* _Exercise_: Can you carry over everything from the line containing "TARGET = teapot spout" down to the end of the entries below, requests and all, with 120 added to every number in the pixel coordinates and nothing else?

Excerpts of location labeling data

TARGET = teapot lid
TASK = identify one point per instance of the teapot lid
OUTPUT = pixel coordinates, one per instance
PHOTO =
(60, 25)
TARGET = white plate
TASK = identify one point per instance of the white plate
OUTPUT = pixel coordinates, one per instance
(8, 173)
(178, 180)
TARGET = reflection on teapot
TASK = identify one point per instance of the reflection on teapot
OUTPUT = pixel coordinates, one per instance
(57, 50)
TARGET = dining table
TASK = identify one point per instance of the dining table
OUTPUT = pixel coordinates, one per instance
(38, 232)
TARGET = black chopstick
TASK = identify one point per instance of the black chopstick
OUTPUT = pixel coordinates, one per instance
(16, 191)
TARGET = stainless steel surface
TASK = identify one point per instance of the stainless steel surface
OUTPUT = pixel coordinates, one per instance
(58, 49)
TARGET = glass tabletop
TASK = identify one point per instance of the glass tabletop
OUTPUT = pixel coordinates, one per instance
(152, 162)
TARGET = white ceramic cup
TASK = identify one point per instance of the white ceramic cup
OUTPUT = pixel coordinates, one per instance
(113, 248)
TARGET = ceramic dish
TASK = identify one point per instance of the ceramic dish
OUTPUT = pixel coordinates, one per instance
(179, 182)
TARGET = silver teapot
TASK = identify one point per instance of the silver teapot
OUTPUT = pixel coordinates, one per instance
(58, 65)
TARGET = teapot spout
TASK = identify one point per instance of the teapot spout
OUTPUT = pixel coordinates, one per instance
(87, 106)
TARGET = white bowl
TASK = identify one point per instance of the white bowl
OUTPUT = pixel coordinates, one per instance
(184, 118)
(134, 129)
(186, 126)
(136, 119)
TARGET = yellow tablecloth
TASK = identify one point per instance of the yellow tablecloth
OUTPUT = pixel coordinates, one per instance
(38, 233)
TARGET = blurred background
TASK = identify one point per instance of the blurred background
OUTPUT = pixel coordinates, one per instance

* _The solution_:
TARGET = teapot spout
TASK = identify one point per instance of the teapot spout
OUTPUT = pixel coordinates, one per instance
(207, 226)
TARGET = white bowl
TASK = identify one point per instance of the white bowl
OUTPUT = pixel coordinates, one per instance
(304, 238)
(254, 249)
(306, 246)
(256, 239)
TARGET = yellow tablecloth
TASK = identify one point per instance of the yellow tablecloth
OUTPUT = pixel coordinates, one per instance
(158, 353)
TARGET = blurred background
TASK = identify one point per instance of the blurred background
OUTPUT = pixel coordinates, one per instance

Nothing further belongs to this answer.